» Exercise instructions
Please reproduce the entries below exactly, starting at the first line and ending with the line that holds "6L148 75L174 105L278".
= = =
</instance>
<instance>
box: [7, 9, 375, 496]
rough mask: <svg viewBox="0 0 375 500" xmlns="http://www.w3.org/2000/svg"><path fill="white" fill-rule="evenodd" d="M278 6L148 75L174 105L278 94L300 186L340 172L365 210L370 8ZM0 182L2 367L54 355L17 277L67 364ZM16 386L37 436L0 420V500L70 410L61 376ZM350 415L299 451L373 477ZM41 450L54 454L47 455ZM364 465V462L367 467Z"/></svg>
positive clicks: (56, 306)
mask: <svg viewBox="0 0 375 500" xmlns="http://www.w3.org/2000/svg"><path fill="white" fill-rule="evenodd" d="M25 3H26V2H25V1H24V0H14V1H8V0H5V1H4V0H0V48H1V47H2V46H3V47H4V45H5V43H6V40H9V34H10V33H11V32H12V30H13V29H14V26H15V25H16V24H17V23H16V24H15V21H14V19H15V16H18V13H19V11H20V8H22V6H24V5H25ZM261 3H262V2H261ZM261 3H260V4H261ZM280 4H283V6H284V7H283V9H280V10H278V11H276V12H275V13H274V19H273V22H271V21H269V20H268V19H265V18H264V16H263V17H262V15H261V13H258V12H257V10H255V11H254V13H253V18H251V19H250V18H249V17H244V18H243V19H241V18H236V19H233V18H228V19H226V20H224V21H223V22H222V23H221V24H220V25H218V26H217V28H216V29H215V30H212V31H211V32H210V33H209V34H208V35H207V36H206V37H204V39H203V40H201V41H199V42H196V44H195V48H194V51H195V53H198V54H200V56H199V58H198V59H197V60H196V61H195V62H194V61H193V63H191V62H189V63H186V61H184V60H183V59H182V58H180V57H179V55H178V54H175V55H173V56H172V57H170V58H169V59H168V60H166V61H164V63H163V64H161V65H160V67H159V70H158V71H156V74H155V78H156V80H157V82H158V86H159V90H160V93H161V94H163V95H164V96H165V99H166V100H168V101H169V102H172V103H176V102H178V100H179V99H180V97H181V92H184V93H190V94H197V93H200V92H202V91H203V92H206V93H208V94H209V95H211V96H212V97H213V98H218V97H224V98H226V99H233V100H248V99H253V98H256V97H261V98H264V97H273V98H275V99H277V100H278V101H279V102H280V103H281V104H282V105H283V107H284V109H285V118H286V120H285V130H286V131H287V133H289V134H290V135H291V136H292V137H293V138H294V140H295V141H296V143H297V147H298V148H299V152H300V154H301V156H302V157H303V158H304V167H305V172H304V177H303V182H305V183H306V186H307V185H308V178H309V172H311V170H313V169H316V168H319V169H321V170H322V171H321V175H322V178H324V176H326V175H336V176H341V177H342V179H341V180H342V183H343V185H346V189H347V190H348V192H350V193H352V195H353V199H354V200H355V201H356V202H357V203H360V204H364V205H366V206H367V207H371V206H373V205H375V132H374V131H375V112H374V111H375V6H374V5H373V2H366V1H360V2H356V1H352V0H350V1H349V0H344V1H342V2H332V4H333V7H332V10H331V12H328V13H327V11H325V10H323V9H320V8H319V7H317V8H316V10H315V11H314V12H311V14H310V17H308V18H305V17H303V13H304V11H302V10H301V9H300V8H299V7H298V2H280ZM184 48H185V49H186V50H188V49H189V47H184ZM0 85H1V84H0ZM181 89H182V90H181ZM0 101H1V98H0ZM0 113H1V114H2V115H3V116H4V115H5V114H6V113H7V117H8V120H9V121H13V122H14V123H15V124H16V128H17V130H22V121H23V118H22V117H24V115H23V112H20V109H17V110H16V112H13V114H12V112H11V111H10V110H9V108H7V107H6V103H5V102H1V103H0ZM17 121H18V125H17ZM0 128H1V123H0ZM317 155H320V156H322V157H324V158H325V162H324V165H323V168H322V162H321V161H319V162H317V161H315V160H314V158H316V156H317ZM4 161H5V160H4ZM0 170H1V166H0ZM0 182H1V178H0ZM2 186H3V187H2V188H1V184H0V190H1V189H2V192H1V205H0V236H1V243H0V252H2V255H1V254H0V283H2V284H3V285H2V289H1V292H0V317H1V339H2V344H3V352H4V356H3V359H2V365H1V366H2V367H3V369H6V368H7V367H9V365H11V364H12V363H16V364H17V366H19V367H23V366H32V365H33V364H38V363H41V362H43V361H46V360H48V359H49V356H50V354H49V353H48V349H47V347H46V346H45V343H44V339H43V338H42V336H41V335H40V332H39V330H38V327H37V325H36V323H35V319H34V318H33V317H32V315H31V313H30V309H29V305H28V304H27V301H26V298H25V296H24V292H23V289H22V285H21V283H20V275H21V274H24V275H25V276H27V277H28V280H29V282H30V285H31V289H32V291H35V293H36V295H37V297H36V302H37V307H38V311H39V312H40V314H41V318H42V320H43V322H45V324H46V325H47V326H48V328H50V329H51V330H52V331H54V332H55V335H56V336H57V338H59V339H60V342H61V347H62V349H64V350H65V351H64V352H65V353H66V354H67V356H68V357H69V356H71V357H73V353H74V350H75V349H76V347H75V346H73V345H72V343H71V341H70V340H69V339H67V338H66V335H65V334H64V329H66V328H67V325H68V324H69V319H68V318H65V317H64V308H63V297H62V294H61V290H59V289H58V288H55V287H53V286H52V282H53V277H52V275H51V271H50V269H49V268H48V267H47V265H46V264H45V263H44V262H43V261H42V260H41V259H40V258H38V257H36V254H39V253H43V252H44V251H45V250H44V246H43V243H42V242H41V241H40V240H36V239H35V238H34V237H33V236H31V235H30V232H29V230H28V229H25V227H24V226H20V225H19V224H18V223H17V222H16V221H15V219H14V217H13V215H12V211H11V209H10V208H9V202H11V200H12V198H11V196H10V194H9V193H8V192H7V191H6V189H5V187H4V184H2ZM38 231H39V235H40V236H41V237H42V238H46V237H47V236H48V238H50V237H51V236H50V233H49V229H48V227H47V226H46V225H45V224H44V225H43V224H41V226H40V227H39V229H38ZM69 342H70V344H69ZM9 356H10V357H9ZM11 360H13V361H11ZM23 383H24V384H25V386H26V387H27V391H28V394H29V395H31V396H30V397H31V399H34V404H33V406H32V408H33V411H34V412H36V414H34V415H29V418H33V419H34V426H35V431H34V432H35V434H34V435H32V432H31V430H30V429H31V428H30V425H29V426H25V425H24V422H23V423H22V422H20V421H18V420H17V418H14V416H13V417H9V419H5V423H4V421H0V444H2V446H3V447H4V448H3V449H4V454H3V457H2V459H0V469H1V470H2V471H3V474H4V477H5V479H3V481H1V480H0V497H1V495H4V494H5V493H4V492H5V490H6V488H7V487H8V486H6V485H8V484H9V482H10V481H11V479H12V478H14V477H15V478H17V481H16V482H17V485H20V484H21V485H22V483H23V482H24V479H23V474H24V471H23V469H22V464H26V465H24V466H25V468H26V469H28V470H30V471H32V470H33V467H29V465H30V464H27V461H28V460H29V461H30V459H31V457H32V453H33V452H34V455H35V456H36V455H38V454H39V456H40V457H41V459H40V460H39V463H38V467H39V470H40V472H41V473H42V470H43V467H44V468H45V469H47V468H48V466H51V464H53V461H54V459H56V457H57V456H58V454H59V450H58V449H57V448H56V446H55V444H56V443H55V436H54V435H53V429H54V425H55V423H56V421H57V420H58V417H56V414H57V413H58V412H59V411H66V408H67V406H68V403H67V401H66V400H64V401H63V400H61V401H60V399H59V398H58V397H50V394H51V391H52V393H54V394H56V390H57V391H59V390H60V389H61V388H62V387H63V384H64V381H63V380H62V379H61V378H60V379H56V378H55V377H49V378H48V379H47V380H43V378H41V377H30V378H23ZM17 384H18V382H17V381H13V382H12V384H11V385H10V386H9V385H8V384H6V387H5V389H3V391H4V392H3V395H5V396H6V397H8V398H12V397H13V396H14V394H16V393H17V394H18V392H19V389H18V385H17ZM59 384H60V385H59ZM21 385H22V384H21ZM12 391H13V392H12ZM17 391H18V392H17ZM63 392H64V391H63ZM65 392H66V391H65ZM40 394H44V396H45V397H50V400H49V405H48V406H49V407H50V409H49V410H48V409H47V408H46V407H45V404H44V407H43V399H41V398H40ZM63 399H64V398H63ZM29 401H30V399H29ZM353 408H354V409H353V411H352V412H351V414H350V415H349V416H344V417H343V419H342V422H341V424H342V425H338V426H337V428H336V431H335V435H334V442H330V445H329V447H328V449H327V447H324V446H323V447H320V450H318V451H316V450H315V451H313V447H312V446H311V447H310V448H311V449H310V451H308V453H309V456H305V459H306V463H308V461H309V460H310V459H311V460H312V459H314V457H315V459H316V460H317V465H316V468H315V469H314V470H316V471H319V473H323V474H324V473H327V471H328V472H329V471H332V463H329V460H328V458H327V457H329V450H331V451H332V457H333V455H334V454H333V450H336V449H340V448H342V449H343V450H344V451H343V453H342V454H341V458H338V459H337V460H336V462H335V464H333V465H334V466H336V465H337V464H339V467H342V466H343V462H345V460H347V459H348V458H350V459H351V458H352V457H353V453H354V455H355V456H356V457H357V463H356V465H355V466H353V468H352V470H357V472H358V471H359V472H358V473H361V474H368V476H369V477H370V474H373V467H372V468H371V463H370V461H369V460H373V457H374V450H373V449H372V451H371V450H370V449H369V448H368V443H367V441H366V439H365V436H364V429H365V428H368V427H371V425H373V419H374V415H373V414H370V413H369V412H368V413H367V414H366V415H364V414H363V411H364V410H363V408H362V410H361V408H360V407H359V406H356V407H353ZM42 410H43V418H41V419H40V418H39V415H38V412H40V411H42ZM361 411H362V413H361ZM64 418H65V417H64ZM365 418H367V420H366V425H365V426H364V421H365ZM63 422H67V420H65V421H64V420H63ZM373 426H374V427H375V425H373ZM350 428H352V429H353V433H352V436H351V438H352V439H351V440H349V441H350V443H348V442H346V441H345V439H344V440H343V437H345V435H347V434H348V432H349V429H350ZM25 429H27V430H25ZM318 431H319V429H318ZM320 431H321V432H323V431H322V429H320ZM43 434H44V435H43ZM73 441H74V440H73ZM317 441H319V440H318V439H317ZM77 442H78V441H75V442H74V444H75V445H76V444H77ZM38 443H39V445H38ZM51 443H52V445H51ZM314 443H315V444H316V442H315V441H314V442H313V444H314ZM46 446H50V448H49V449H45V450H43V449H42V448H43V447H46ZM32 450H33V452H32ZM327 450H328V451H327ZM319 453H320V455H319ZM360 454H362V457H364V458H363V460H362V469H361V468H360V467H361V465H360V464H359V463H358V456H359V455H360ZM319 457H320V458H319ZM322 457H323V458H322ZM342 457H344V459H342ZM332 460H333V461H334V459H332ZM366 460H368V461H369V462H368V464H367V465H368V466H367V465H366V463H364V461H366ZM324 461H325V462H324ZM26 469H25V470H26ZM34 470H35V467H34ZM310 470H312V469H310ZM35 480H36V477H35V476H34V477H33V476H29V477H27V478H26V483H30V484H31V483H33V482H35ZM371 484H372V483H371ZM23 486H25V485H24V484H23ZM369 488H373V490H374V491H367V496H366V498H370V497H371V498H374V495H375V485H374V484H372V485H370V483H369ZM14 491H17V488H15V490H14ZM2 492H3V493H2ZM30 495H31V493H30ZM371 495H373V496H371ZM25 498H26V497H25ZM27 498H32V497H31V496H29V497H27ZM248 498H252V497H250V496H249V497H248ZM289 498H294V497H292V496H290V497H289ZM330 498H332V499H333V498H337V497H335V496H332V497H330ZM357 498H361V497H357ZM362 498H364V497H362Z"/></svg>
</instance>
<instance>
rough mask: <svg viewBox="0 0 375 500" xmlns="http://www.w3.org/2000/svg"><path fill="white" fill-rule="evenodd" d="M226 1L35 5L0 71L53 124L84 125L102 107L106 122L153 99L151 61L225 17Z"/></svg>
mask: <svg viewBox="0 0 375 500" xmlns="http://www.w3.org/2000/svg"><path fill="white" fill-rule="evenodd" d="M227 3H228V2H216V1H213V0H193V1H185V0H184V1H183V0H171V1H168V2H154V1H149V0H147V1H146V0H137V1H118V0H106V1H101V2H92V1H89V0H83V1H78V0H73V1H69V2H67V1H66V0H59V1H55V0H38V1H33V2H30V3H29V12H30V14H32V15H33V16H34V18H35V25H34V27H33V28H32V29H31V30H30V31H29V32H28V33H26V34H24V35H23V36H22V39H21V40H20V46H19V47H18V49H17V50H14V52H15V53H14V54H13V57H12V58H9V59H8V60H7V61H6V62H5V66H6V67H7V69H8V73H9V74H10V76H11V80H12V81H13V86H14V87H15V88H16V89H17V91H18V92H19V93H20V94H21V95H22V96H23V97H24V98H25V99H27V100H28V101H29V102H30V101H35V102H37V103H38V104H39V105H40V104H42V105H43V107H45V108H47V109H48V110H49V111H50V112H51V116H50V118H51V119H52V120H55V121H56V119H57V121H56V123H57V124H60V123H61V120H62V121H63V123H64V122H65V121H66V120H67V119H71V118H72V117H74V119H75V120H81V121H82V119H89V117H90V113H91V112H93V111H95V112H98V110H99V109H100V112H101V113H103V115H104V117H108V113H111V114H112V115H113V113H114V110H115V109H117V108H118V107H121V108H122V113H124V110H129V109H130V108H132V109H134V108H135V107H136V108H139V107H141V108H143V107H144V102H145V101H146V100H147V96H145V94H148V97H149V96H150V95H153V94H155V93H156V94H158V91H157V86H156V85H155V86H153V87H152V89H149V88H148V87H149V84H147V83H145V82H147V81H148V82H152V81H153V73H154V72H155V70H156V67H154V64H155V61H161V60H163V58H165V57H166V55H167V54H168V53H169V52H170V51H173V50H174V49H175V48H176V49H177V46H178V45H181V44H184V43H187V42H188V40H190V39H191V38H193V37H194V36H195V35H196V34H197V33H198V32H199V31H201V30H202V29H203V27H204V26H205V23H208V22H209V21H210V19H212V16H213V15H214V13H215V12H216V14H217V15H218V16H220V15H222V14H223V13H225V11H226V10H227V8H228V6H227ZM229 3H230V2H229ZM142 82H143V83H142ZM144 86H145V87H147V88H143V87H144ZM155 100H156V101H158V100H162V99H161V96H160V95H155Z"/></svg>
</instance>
= = =
» Task response
</instance>
<instance>
box: [7, 9, 375, 496]
rough mask: <svg viewBox="0 0 375 500" xmlns="http://www.w3.org/2000/svg"><path fill="white" fill-rule="evenodd" d="M278 6L148 75L174 105L278 94L300 186L340 172L365 210L370 8ZM0 182L2 367L54 355L17 277L67 364ZM16 386L37 436L0 420V500L70 410L61 376ZM350 415L299 451L373 477ZM41 450L54 454L47 455ZM364 465V462L367 467Z"/></svg>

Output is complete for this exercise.